> AIM OF THE TASK: Pick up the article about Muslim life in Guangzhou below where it stops, and keep writing it in the same style.

> DOCUMENT EXCERPT:

Feng pointed to a corner of the restaurant hidden behind a curtain, the floor covered by yellow carpets bedecked with minarets and laid from east to west. "Five times a day, at set hours, Muslims are required by the Quran to kneel facing west toward Mecca and pray. That's what that corner is for," he said.

His customers appreciate the gesture, especially newcomers such as Mamadou Sillah, a 32-year-old Gambian who arrived in Guangzhou last year. "The prayer corner is a feature of almost all the halal restaurants in the vicinity. For a foreign Muslim new to the city, this is very reassuring," said the 32-year-old, who works for a trading company founded by a compatriot.

Sillah is a devoted attendee of Friday prayers at Xiaodongying Mosque. "Before we begin the prayers, the imam reads a little Arabic from the Quran, and then explains it in Chinese," he said. "I don't understand Chinese, but it isn't a big deal because I can roughly guess what he's talking about - same message, different language."

Answering the call to prayer

Amadou Ndiaye, a 54-year-old Malian businessman in Guangzhou 
Bai, the imam at Xiaodongying Mosque, is fully aware of the emotional distance that can be created by a foreign language and has sought to lessen it. "The power of every single word in the Quran resides as much in its spoken form - the intonation and intrinsic musicality - as the written one," he said. "I've always tried to intersperse my preaching, which is in Chinese, with recitals from the holy book, to guide the ears and hearts of all believers."

> DATA EXTRACTS:
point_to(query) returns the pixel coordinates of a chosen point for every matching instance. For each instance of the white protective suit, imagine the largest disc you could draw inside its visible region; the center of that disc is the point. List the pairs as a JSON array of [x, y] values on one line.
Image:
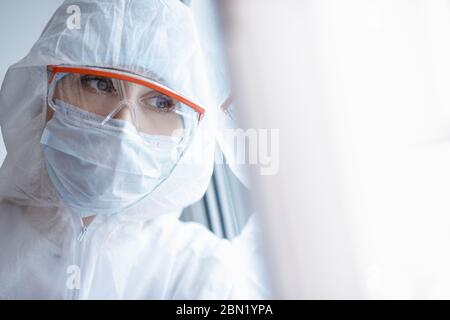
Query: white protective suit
[[145, 252]]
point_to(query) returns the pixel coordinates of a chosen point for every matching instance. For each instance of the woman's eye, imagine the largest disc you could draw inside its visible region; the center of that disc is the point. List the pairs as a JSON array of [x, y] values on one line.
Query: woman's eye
[[100, 85], [161, 103]]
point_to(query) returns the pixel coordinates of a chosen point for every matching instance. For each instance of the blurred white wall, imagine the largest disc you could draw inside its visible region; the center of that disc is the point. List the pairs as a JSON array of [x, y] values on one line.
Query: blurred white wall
[[21, 22], [359, 90]]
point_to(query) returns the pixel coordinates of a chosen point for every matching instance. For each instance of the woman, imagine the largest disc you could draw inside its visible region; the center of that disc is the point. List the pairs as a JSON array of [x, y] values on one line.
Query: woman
[[110, 134]]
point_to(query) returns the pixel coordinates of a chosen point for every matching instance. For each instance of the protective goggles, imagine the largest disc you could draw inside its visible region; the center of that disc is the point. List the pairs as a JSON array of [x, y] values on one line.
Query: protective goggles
[[151, 107]]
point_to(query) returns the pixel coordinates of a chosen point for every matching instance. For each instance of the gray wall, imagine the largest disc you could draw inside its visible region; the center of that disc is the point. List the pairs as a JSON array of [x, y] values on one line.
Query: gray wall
[[21, 22]]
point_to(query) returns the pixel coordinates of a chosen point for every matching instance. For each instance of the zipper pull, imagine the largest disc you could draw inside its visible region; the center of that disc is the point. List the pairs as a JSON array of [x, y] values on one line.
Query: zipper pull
[[82, 234]]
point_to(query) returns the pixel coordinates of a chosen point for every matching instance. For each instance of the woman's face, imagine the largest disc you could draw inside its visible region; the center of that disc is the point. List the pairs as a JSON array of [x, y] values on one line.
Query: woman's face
[[150, 111]]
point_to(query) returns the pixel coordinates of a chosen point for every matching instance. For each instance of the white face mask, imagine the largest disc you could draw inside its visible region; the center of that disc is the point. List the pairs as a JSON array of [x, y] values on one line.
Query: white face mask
[[103, 169]]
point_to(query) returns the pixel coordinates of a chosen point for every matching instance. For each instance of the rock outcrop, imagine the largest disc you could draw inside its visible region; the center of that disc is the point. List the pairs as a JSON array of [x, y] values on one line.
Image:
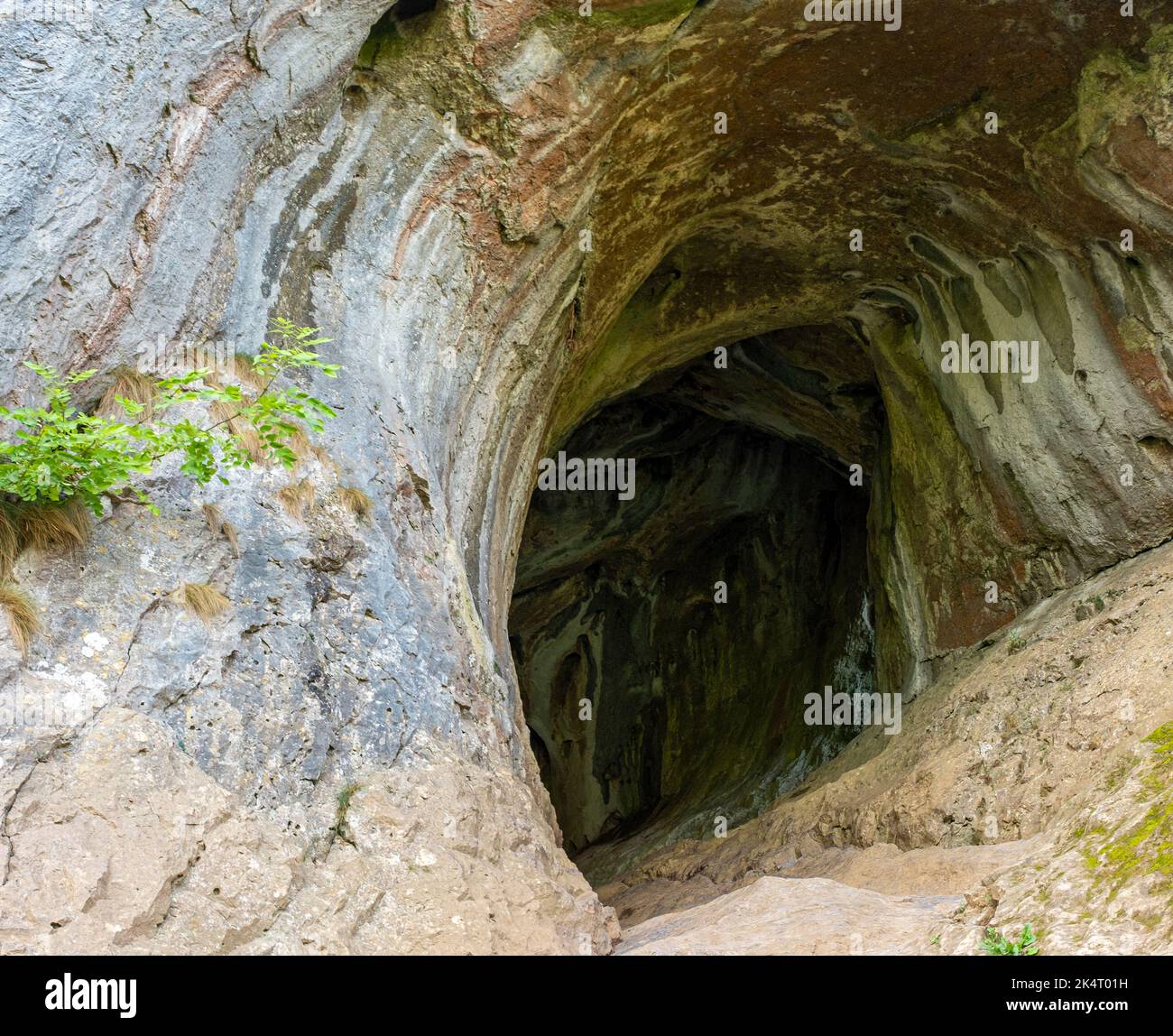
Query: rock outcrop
[[509, 217]]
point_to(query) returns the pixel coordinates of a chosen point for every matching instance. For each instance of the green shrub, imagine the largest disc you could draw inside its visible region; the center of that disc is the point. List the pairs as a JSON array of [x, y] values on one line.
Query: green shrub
[[62, 454], [998, 946]]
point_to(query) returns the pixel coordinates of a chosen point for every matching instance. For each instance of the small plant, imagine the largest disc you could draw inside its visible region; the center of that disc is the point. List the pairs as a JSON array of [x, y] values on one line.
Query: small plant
[[60, 453], [998, 946], [62, 464], [356, 501], [203, 601], [344, 805]]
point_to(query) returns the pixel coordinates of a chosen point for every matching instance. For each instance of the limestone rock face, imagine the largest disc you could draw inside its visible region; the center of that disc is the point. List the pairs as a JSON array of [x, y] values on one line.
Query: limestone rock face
[[508, 216], [779, 918]]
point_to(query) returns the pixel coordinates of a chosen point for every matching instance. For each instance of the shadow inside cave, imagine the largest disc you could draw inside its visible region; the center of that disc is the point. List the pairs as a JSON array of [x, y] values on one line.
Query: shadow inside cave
[[664, 644]]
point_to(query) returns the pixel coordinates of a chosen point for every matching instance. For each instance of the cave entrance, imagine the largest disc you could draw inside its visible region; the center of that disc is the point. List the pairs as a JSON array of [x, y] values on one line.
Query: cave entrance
[[664, 643]]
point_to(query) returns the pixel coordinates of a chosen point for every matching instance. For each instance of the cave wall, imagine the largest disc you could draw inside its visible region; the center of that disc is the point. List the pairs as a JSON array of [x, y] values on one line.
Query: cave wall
[[189, 171]]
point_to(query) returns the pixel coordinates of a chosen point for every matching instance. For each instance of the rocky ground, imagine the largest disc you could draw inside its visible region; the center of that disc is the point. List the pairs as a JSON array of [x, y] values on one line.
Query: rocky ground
[[1030, 785]]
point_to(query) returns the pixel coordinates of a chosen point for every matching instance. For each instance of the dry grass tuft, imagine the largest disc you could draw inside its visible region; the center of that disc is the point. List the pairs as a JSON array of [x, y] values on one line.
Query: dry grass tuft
[[23, 620], [215, 519], [250, 441], [356, 501], [298, 499], [133, 385], [203, 601], [51, 528], [246, 374], [10, 541]]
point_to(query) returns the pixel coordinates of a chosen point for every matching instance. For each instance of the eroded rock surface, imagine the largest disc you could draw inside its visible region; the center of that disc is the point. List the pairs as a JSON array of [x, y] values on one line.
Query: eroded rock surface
[[418, 183]]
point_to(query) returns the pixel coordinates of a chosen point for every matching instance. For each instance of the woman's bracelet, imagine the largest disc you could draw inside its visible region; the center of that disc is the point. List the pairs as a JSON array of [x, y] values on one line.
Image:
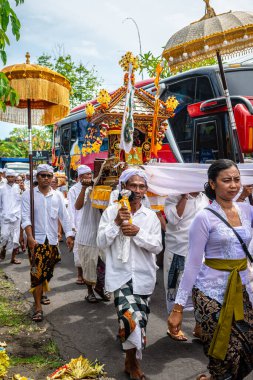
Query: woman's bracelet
[[177, 311]]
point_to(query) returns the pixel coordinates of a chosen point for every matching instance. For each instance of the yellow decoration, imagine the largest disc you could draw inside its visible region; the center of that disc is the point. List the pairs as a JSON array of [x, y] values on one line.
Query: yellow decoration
[[47, 90], [4, 363], [127, 59], [171, 104], [89, 110], [104, 98], [82, 368]]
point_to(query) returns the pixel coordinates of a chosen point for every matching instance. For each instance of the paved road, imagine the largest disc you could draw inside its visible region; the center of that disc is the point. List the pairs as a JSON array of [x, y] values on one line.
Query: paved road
[[82, 328]]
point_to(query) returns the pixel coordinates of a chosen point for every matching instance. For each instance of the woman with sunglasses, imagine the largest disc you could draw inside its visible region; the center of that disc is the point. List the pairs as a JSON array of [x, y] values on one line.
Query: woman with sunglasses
[[220, 283]]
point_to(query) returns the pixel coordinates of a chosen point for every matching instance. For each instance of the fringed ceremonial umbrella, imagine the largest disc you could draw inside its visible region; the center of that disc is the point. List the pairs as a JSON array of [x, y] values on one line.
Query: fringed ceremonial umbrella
[[44, 99], [228, 34]]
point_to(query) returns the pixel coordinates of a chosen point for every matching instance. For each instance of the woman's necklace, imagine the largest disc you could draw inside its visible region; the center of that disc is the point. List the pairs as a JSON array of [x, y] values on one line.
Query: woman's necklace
[[232, 216]]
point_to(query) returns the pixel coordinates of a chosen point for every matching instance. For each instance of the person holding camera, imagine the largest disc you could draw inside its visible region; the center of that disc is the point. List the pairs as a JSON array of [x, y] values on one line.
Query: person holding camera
[[89, 254]]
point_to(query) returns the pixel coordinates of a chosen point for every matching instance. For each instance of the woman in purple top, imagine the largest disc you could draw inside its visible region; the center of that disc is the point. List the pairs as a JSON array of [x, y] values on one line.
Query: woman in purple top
[[216, 273]]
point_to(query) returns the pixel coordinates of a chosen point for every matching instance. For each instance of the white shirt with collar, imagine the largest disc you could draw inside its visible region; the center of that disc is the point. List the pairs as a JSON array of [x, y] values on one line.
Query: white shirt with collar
[[47, 210], [141, 265], [10, 203], [75, 215], [177, 228]]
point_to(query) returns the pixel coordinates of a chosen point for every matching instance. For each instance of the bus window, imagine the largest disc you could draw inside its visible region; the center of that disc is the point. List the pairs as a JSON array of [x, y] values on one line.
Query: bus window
[[207, 147], [183, 90], [74, 130], [204, 89]]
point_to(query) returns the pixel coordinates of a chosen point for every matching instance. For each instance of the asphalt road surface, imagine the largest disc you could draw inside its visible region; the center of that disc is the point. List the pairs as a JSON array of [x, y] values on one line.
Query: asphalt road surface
[[80, 328]]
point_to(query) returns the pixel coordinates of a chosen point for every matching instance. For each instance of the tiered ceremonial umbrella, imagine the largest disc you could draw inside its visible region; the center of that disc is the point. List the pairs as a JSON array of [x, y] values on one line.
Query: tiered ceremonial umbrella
[[44, 99], [228, 34]]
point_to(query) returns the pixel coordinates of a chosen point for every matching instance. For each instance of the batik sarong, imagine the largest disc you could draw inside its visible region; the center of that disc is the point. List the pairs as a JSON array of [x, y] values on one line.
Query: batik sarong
[[42, 262], [132, 309], [238, 362]]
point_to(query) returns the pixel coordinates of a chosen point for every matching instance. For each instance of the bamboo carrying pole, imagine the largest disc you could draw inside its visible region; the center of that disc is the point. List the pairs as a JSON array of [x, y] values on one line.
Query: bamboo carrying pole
[[233, 135]]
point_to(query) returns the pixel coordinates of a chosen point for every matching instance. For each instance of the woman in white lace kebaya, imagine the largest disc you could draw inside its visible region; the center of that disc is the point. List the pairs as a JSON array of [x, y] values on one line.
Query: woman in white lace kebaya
[[219, 284]]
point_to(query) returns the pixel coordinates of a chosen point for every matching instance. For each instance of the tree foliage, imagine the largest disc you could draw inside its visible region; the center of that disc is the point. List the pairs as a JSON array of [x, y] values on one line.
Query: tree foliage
[[148, 63], [7, 18], [17, 144], [84, 81]]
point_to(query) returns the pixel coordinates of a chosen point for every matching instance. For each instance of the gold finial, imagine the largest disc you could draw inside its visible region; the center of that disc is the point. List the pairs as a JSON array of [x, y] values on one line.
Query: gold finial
[[210, 12], [27, 58]]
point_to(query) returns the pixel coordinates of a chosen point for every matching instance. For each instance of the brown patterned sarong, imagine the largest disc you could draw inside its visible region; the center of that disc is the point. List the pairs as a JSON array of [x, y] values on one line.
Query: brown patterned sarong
[[132, 309], [45, 258], [238, 362]]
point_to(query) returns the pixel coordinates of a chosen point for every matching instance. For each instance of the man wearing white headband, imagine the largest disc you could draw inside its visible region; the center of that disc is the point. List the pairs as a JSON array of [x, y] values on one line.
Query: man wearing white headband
[[10, 206], [43, 252], [132, 278], [122, 180], [89, 254], [75, 216]]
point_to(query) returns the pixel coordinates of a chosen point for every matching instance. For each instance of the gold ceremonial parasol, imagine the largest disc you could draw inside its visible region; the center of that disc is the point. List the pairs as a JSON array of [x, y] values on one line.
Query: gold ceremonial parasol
[[229, 34], [44, 99]]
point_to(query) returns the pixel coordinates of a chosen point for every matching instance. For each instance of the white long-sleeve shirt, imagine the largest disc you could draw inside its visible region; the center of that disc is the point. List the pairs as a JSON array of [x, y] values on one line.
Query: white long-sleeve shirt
[[177, 228], [211, 238], [10, 203], [90, 218], [47, 210], [141, 266], [75, 215]]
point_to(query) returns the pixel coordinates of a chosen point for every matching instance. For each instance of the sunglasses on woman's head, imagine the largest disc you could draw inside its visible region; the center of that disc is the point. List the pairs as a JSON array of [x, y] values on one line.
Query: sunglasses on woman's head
[[46, 175]]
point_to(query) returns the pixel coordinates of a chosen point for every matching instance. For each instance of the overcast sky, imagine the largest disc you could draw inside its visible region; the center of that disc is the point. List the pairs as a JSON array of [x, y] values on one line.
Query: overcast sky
[[97, 33]]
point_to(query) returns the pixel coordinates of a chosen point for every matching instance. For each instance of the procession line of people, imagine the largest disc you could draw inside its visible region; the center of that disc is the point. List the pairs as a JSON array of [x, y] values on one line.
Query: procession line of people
[[205, 257]]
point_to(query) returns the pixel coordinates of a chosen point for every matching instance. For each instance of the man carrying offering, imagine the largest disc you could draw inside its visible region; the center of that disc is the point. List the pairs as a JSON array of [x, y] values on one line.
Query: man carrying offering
[[43, 252], [131, 275]]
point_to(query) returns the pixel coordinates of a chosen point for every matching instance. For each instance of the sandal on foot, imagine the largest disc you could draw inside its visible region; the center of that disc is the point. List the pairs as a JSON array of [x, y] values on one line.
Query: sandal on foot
[[180, 337], [103, 294], [15, 261], [91, 298], [37, 316], [45, 300]]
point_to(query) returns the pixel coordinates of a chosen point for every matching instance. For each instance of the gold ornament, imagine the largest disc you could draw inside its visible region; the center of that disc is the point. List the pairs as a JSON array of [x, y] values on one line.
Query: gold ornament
[[104, 98], [127, 59], [89, 110]]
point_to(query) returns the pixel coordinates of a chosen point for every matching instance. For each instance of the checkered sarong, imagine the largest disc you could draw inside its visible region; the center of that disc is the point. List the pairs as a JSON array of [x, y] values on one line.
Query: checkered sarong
[[132, 309]]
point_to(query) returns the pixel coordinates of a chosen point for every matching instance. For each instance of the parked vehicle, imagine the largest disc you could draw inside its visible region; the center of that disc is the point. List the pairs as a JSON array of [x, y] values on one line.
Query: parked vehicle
[[199, 130]]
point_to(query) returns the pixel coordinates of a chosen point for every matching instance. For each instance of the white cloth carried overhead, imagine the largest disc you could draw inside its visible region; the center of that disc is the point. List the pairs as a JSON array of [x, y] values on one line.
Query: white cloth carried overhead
[[44, 168], [168, 179], [83, 169], [10, 172]]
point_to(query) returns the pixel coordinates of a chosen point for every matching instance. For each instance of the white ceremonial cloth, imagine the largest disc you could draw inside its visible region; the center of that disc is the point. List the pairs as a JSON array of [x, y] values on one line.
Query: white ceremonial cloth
[[48, 209], [141, 266]]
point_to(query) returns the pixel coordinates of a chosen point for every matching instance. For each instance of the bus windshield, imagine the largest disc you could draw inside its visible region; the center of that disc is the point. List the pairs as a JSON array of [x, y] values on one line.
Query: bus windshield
[[240, 82]]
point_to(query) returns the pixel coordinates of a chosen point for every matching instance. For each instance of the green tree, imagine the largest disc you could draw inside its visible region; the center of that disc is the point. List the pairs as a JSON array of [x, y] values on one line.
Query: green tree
[[148, 63], [84, 82], [7, 18]]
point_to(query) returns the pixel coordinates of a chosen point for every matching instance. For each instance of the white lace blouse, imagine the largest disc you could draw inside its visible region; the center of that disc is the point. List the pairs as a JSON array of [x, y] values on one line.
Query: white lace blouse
[[209, 237]]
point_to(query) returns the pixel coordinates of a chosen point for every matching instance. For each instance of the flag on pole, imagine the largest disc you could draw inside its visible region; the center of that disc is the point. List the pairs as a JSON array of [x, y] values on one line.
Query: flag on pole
[[127, 129]]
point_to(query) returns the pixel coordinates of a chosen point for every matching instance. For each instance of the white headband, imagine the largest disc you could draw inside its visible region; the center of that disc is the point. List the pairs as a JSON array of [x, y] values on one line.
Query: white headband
[[128, 173], [83, 169]]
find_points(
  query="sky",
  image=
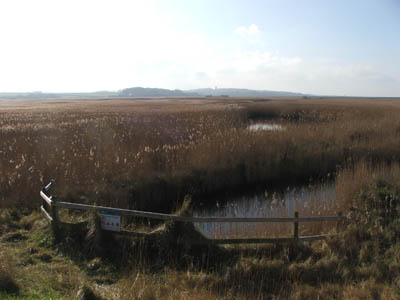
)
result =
(341, 47)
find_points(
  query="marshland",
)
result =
(235, 156)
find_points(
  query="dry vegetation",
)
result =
(149, 154)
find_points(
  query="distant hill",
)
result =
(154, 92)
(140, 92)
(244, 93)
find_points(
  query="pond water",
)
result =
(307, 200)
(265, 127)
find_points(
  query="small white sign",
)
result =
(111, 222)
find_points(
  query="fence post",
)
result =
(54, 215)
(296, 226)
(339, 222)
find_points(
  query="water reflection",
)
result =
(309, 200)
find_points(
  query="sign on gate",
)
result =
(110, 221)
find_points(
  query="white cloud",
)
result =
(250, 31)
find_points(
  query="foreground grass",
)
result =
(363, 262)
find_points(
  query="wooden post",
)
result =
(55, 223)
(296, 226)
(339, 222)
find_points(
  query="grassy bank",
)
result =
(363, 262)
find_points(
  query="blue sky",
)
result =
(319, 47)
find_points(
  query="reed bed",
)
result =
(150, 154)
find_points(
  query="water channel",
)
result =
(307, 200)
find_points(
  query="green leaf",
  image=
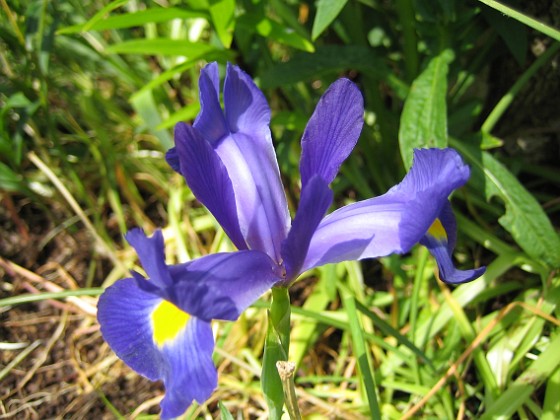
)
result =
(424, 117)
(331, 60)
(224, 412)
(223, 13)
(11, 181)
(275, 31)
(146, 107)
(526, 384)
(162, 46)
(187, 113)
(327, 11)
(524, 218)
(129, 20)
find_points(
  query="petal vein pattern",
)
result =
(244, 145)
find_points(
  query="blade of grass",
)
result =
(109, 252)
(523, 18)
(523, 387)
(359, 346)
(37, 297)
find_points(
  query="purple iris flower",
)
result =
(161, 327)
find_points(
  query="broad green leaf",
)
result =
(129, 20)
(512, 32)
(327, 11)
(162, 46)
(331, 60)
(424, 117)
(524, 218)
(275, 31)
(223, 17)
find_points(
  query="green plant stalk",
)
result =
(276, 349)
(286, 371)
(415, 303)
(526, 20)
(406, 17)
(507, 99)
(360, 352)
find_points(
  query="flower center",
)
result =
(167, 322)
(438, 231)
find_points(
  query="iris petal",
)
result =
(332, 131)
(183, 358)
(440, 241)
(248, 154)
(210, 122)
(395, 221)
(241, 138)
(221, 286)
(190, 374)
(208, 179)
(316, 197)
(124, 312)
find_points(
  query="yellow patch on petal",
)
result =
(168, 321)
(438, 231)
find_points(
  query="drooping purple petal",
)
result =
(191, 374)
(208, 179)
(395, 221)
(124, 312)
(221, 286)
(332, 131)
(316, 197)
(183, 362)
(440, 241)
(152, 256)
(248, 155)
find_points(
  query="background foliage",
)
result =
(90, 93)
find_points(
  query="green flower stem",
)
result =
(286, 371)
(276, 349)
(280, 315)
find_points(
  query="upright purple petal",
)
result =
(248, 155)
(208, 179)
(124, 313)
(246, 107)
(210, 121)
(395, 221)
(221, 286)
(190, 374)
(316, 198)
(152, 256)
(332, 131)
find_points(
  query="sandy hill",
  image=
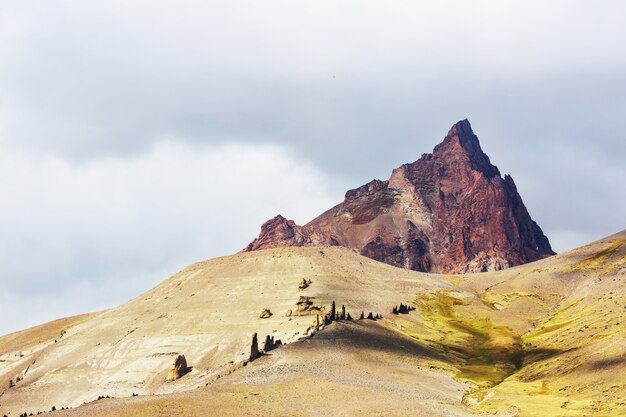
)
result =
(546, 338)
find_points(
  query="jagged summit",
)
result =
(448, 212)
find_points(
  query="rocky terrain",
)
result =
(542, 339)
(448, 212)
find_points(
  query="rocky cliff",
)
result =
(448, 212)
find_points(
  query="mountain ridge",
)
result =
(450, 211)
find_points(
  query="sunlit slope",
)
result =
(544, 339)
(207, 312)
(357, 368)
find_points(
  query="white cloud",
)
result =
(79, 237)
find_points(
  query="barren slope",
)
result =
(543, 339)
(207, 312)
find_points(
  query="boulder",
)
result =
(178, 369)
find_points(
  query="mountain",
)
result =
(448, 212)
(542, 339)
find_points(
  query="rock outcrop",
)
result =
(448, 212)
(178, 369)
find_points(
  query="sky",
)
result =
(137, 137)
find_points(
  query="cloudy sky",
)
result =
(139, 136)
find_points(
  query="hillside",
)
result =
(542, 339)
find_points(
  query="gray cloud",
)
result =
(91, 92)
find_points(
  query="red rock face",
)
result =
(448, 212)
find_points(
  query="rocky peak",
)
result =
(276, 232)
(461, 144)
(448, 212)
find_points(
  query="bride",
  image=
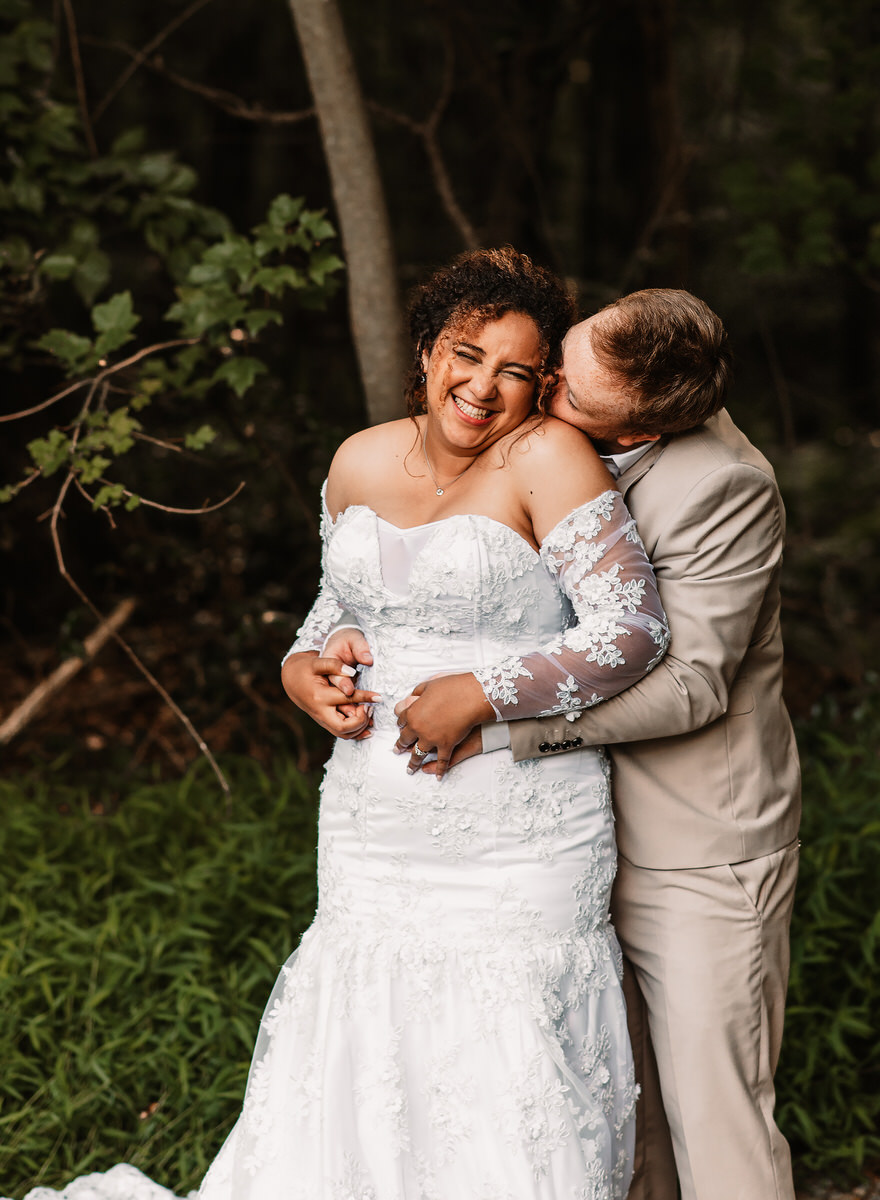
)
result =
(452, 1026)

> WRITTEN ANSWER:
The 34-year-old was grateful to the Africans who attend the mosque. "In the early days of my imamship, I was able to draw confidence from the respect and trust they placed in me," he said.

"Unlike some Muslims from Middle Eastern countries, who tend to see themselves or their way of worshipping as the paradigm for all followers of Islam, African Muslims are generally very humble and down-to-earth," he said. "Despite their occasional stubbornness, they are the most genuine people I've ever met."

Over the years, Bai has not only offered help to Africans who have lost their money or passports, but also presided over their wedding ceremonies - sometimes to Chinese women who have converted to Islam - and has played the peacemaker during periods of family tension. Occasionally, he has also intervened when serious issues arose.

"Some of the Africans I know don't encourage their wives to go to the hospital for regular checkups during pregnancy and would prefer to have the babies delivered at home. They are also extremely reluctant to let their wives undergo cesarean sections, even when not doing so would expose the women to considerable risk. I have to say this has more to do with the conventional beliefs of their African societies back home than with the teachings of Islam," he said. "But in cases such as these, I do my best to mediate, but of course with due sensitivity."

However, there have also been times when Bai and his nine fellow imams in Guangzhou have felt inadequate, usually when the issue concerns one of the most sacred and subtle aspects of Muslim life: burial of the dead.

"Muslims believe in inhumation - cremation is never an option," said Wang Guanxue, who has been an imam in Guangzhou for 17 years. "The municipal government arranged for the Chinese Muslim population to perform burials in the city's Muslim cemetery. But because of a severe shortage of land, foreign Muslims who die in Guangzhou don't enjoy the same rights: Their remains have to be flown to their home country for burial."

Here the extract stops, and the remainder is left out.